◆ **Required task**:
In the forum thread about stage management supplies, what does megf say china markers can be used to mark besides floors and rehearsal spaces?

◆ **Given passage**:

Cough candies too. Nothing worse than a persistant cough in the middle of the show. Oh, and wet naps, as odd as that sounds. They come in handy.


----------



## cheyser (May 21, 2004)

Generally it is good to have some basic small office supplies as well as a small first aid kit.


----------



## SMTashi (May 21, 2004)

Typically I carry around a mini-first aid kit in my SM kit as well. Then there's the usual, gaffer tape, extra batteries, pencils, paper, extra copy of the script, post its, water, money, and a sugar supply (candy, energy tablets, anything to keep the energy up). I also always have a couple extra LED lights and my leatherman always with.
Hope that helped!


----------



## Dean (May 21, 2004)

Thanks for the tips guys


----------



## redddhead32 (May 21, 2004)

Thanks, I usually am pretty good about being prepared mostly because I am slightly obssesive and will wake at all hours of the morning to ready myself for rehearsal, as any good techie knows sleep is for the weak. Thanks for the tips. Any furthor comments on sm-ing feel free to post or email me!


----------



## zac850 (May 21, 2004)

redddhead32 said:


> as any good techie knows sleep is for the weak.



sleep isn't for the weak at all, sleep is for all those boring classes......  

I have combined my bag for school and my bag for tech stuff. in it right now is a flashlight, leatherman, c-wrench, a few zip ties, a gel swatch book, a microphone (my personal one that I lent to the school that i'm now taking home), an adaptor to go from headphone out to RCA, a laser pointer (to point things out to people), and a pad of paper.

in the other half I have exam review packets and my laptop and iPod..... but thats not as important...


----------



## megf (May 21, 2004)

Recently discovered some great additions -

chalk
china markers
scaled ruler
index cards

The chalk and markers are good for taping out floors and modifying rehearsal spaces temporarily. The china markers can also be used to mark gels if necessary. Ruler is good for figuring out groundplans, as well as drawing lines in prompt book... The index cards can be used for giving out notes at the end of reh. A choreographer I worked with used to write a single note on a card (he went through tons of these things) and at the end of the night he would give each person a stack of cards. This made things move along nicely - no one wants to sit at the end of reh listening to notes when you can get them in a nice simple format. The actors discovered that they could even clip the notes to the pages of the script they applied to, so they could study them outside of reh!

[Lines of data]
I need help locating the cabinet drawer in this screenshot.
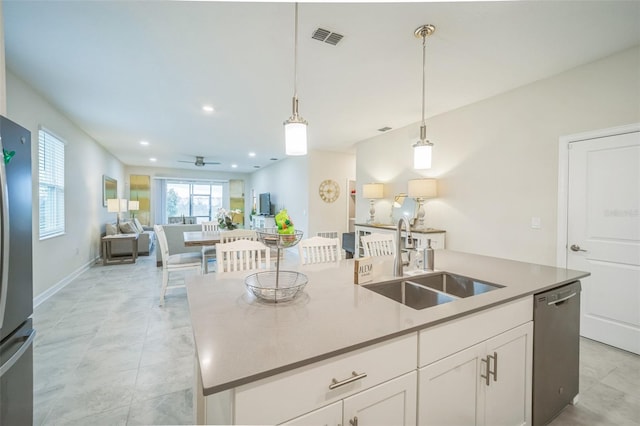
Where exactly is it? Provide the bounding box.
[234,333,418,424]
[418,296,533,367]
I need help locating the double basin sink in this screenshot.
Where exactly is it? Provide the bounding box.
[363,272,502,309]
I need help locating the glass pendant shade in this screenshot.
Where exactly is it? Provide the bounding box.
[413,142,433,170]
[284,120,307,155]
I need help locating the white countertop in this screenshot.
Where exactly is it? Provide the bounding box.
[187,250,589,395]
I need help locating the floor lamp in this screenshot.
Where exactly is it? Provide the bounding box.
[362,183,384,223]
[407,179,438,229]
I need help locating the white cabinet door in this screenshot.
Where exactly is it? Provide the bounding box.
[343,372,417,426]
[418,322,533,426]
[282,401,342,426]
[418,343,485,426]
[483,322,533,426]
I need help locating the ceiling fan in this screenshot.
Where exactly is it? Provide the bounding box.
[178,155,220,167]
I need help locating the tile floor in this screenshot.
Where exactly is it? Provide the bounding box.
[33,253,640,426]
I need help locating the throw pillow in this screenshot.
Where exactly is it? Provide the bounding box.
[120,222,138,234]
[105,223,118,235]
[133,217,144,234]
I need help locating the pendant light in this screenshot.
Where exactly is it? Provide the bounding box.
[413,25,436,169]
[284,3,307,155]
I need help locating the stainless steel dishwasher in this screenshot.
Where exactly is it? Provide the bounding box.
[532,281,580,426]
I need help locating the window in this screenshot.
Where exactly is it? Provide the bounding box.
[165,181,223,223]
[38,129,64,240]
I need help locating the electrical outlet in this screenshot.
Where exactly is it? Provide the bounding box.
[531,217,542,229]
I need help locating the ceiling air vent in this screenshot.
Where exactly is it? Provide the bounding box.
[311,28,344,46]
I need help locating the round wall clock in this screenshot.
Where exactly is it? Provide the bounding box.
[318,179,340,203]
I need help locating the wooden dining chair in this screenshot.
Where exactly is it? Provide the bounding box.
[153,225,202,306]
[220,229,258,243]
[216,239,271,274]
[298,237,342,265]
[360,233,396,257]
[202,222,219,274]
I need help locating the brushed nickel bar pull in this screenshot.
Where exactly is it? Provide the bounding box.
[480,355,491,386]
[489,352,498,382]
[547,292,578,305]
[329,371,367,392]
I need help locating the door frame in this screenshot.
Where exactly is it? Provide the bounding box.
[556,123,640,268]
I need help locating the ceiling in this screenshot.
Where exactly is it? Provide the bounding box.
[2,0,640,173]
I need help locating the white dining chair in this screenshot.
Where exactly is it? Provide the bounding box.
[220,229,258,243]
[360,232,396,257]
[202,222,219,274]
[153,225,202,306]
[298,237,342,265]
[216,240,271,274]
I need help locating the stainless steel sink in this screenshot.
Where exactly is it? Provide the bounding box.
[364,272,501,309]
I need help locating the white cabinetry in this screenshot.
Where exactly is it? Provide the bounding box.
[202,333,418,425]
[284,371,417,426]
[418,298,533,426]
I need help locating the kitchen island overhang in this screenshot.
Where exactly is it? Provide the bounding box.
[187,250,589,396]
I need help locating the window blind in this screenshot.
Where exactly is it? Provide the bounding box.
[38,129,65,240]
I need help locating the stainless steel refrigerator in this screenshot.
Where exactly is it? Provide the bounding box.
[0,116,35,425]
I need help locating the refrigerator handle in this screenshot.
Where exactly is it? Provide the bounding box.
[0,330,36,377]
[0,155,9,328]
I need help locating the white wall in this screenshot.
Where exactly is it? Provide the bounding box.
[6,72,125,297]
[245,155,309,235]
[308,151,356,238]
[356,47,640,265]
[245,150,355,238]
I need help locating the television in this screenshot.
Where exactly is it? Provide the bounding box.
[259,192,271,216]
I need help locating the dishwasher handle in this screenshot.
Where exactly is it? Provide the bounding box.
[547,291,578,306]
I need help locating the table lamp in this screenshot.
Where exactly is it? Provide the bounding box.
[362,183,384,223]
[129,200,140,219]
[407,178,438,229]
[107,198,127,234]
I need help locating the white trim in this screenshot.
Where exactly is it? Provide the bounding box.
[33,256,100,309]
[556,123,640,268]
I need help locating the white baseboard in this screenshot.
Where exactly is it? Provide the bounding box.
[33,256,100,309]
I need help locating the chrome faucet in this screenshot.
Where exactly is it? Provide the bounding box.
[393,217,413,277]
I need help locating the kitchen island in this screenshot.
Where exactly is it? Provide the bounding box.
[187,250,588,424]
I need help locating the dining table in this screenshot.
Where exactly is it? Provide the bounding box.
[183,231,224,247]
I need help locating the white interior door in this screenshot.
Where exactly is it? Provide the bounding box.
[566,131,640,354]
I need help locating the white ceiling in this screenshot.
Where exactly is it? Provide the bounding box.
[2,0,640,172]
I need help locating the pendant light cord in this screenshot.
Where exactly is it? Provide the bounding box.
[293,2,298,99]
[422,31,427,126]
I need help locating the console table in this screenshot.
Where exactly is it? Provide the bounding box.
[102,234,138,265]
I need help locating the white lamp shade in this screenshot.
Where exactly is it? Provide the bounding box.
[413,144,432,170]
[408,179,438,198]
[284,122,307,155]
[362,183,384,199]
[107,198,127,213]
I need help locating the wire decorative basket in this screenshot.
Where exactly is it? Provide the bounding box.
[244,271,308,303]
[256,228,303,249]
[244,228,308,303]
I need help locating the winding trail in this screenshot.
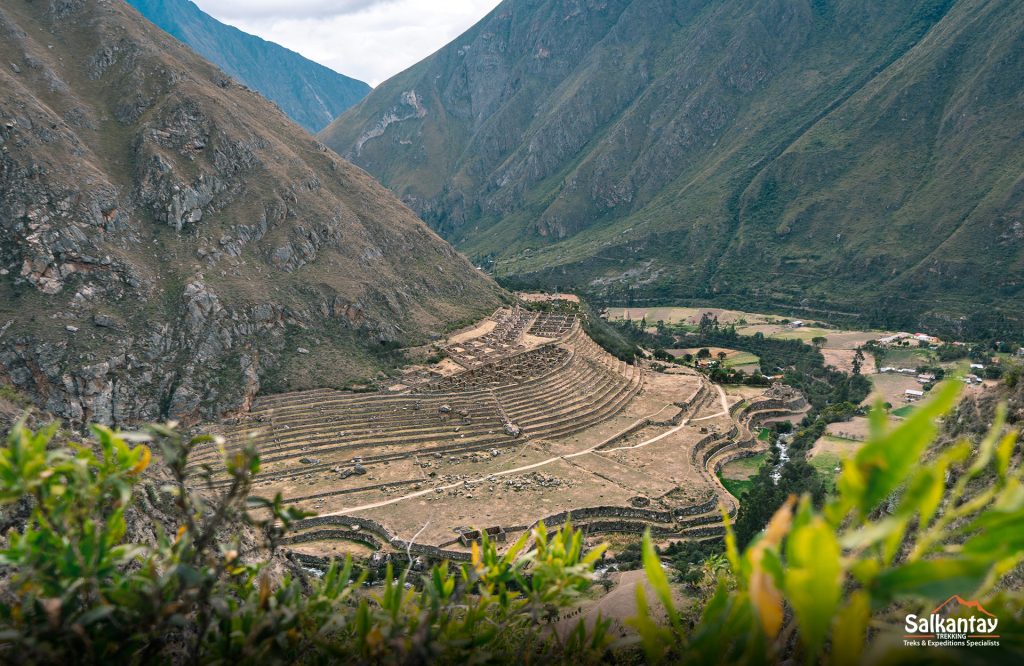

◆ **Solution**:
Gels